§ Ejercicios propuestos:
#1 Según el texto sobre Steven Spielberg y Los Goonies, ¿por qué incluso sus mayores detractores están obligados a reconocer su labor? Responde en una o dos oraciones.
#2 En el texto sobre Steven Spielberg y Los Goonies, ¿quién dirigió Los Goonies?
#3 Prosigue el texto sobre Steven Spielberg y Los Goonies a partir de su última oración.

§ Texto proporcionado:
- - - - - - -
Steven Spielberg es conocido en todo el mundo del cine como el Rey Midas, y merecido lo tiene alguien que ha contribuido a marcar las futuras pautas de la industria fílmica y ha erigido un imperio a base de constantes taquillazos. Y es que se ha bañado en piscinas de gloria con títulos como La lista de Schindler, Tiburón, Parque Jurásico o E.T. el extraterrestre. Ello no quita una cara más oculta y siniestra que encierra a un creador empalagoso, carca y de eterna moraleja políticamente correcta (en lo más amplio de la palabra). Con todo, nadie es perfecto, que diría el tándem Billy Wilder/ I. A. L. Diamond, y si analizamos que cuando se habla de cine de aventuras en lo estrictamente puro del término, es automático que se piense en ejemplos como Indiana Jones, Hook o Los Goonies, los mayores detractores tienen la obligación de participar en el reconocimiento a la tarea artesana y a la vez colosal de este cineasta.
Es precisamente de esta última de la cinta de la que hoy toca hablar. Aunque no dirigida por el propio Spielberg (el prestigioso Richard Donner está a los mandos), Midas está detrás de producción e historia de Los Goonies, esa aventura de tesoros de piratas en un pueblo en el que nunca pasa nada, de malvados delincuentes que persiguen a los buenos y, sobre todas las cosas, de amistad para toda la vida.
- - - - - - -
§ Datos proporcionados:
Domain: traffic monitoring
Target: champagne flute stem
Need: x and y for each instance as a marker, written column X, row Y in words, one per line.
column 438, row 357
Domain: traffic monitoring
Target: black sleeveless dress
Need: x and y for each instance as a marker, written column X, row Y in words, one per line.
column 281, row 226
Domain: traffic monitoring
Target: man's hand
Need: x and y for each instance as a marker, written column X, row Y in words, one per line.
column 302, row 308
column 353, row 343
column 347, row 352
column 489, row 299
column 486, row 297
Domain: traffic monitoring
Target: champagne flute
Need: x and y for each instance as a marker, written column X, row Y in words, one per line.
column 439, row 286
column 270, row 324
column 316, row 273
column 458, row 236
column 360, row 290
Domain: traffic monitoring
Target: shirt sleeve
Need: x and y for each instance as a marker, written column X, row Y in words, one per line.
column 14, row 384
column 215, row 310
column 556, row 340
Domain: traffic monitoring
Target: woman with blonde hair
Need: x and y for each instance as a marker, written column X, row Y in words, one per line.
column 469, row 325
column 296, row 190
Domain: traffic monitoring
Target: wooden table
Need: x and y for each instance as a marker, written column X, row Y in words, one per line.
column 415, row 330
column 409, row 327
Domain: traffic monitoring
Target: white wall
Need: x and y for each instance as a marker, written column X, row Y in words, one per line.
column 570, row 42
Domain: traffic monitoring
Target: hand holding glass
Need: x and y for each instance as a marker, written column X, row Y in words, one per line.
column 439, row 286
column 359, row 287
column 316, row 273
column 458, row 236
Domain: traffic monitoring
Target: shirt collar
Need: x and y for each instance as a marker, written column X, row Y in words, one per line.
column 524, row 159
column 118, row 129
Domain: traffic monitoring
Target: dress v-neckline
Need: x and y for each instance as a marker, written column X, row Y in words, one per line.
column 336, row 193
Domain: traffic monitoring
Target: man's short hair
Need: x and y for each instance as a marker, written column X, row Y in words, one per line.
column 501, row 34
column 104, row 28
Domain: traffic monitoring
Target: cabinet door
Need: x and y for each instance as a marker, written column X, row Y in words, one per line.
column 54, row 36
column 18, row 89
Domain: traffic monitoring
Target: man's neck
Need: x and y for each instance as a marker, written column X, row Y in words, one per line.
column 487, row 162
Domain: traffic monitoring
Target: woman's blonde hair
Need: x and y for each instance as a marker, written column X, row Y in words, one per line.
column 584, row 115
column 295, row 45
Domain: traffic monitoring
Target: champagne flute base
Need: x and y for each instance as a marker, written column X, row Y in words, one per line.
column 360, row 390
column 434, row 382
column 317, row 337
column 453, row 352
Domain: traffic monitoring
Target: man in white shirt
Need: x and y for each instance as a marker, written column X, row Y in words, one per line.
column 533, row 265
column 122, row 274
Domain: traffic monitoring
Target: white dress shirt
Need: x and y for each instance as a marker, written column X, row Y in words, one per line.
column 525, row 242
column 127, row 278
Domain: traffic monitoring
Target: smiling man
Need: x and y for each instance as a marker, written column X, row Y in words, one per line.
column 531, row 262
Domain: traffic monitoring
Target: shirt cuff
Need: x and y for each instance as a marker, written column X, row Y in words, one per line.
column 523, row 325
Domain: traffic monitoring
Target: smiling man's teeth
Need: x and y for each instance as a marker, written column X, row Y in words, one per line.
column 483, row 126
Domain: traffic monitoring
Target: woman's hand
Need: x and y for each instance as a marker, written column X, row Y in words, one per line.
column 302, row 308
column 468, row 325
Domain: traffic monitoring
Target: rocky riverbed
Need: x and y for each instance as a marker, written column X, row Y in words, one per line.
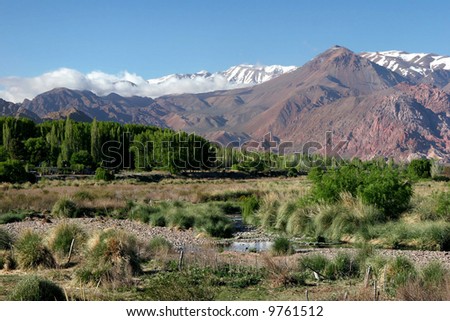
column 190, row 238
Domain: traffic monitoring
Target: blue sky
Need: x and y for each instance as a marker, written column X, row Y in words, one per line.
column 155, row 38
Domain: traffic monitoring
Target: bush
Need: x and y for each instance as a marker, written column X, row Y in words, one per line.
column 341, row 267
column 111, row 258
column 399, row 271
column 315, row 262
column 33, row 288
column 13, row 172
column 282, row 246
column 420, row 168
column 102, row 174
column 6, row 240
column 158, row 219
column 182, row 220
column 381, row 187
column 433, row 274
column 176, row 286
column 433, row 236
column 64, row 208
column 443, row 205
column 159, row 245
column 7, row 260
column 83, row 196
column 249, row 206
column 215, row 225
column 62, row 236
column 32, row 253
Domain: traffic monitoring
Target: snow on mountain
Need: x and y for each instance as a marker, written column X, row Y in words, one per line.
column 253, row 75
column 236, row 76
column 126, row 84
column 409, row 64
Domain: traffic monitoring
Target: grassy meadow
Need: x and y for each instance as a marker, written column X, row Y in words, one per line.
column 71, row 263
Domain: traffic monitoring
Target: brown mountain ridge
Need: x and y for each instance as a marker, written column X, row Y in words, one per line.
column 377, row 112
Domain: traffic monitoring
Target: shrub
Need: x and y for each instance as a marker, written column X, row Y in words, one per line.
column 385, row 190
column 315, row 262
column 7, row 260
column 141, row 213
column 83, row 196
column 158, row 245
column 301, row 221
column 420, row 168
column 102, row 174
column 64, row 208
column 32, row 253
column 433, row 274
column 215, row 225
column 12, row 171
column 182, row 220
column 6, row 240
column 176, row 286
column 342, row 266
column 62, row 236
column 112, row 257
column 399, row 271
column 282, row 246
column 249, row 206
column 374, row 185
column 433, row 236
column 443, row 205
column 158, row 219
column 34, row 288
column 12, row 217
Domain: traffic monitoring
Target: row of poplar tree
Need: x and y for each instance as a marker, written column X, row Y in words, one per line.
column 81, row 145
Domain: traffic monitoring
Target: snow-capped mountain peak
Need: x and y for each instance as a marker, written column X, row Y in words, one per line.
column 254, row 74
column 236, row 76
column 414, row 65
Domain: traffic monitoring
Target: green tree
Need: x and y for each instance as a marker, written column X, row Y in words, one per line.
column 81, row 158
column 37, row 150
column 420, row 168
column 95, row 142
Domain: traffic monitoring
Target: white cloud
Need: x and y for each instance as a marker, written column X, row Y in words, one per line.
column 16, row 89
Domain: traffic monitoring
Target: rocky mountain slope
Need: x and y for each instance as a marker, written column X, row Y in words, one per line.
column 418, row 67
column 373, row 110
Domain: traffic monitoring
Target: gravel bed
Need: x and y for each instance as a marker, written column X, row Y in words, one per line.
column 143, row 232
column 189, row 238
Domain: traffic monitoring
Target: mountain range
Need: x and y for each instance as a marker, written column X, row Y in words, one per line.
column 390, row 104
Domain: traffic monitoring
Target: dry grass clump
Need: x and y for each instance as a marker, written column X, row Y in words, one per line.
column 111, row 259
column 61, row 238
column 31, row 252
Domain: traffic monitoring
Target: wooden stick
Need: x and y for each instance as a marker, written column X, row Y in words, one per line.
column 70, row 252
column 375, row 291
column 180, row 262
column 368, row 276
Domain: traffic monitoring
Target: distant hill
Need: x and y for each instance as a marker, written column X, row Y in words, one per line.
column 364, row 100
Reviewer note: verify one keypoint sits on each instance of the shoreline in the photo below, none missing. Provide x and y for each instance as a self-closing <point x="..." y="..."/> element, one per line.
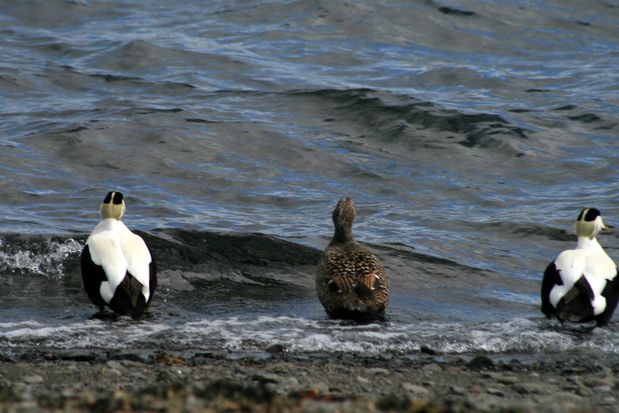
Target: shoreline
<point x="281" y="382"/>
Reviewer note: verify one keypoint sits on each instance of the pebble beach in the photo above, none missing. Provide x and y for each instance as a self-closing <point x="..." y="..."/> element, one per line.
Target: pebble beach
<point x="86" y="382"/>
- - - - - - -
§ Resultados por tarea:
#1 Porque, cuando se habla de cine de aventuras en el sentido estrictamente puro, automáticamente se piensa en títulos como Indiana Jones, Hook o Los Goonies. Eso obliga a reconocer la tarea artesana y a la vez colosal de este cineasta.

#2 Richard Donner.

#3
Cuando me refiero a esta película apelo directamente y por motivos que van más allá de lo cinematográfico a mi memoria emocional, y es por ello que la rememoro y revisono cada vez que puedo, y la recomendamos desde aquí como el clásico moderno de su género en el que se ha convertido. Compruébese que la trepidante acción y la química entre el estupendo reparto siguen vigentes, y que la cinta sigue siendo hoy en día igual de divertida y no solo apta para aquellos que en su día fueron niños que asistieron emocionados al evento, sino que todavía es una muy digna obra intergeneracional.
Pero la clave del éxito reside en ser conscientes de que esta es una historia de otra época, hija de la inocencia de soñar con besar a la más guapa de clase, de salir a jugar a la calle con los amigos o de largas tardes veraniegas de cubo de Rubik y televisión en la casa del pueblo. Una época aquella, distinta a esta, con sus cosas mejores y también otras peores, en la que un niño podía meterse en una sala de cine y vivir una de las experiencias de su vida entre gángsteres y piratas.
Por este preciso razonamiento de por qué hay cosas que no encajan ser contadas de otra forma y por el respeto y cariño que desde estas líneas se le profesa a los añorados Goonies, nos acordamos de ella al catalogarla en la sección de favoritas atemporales.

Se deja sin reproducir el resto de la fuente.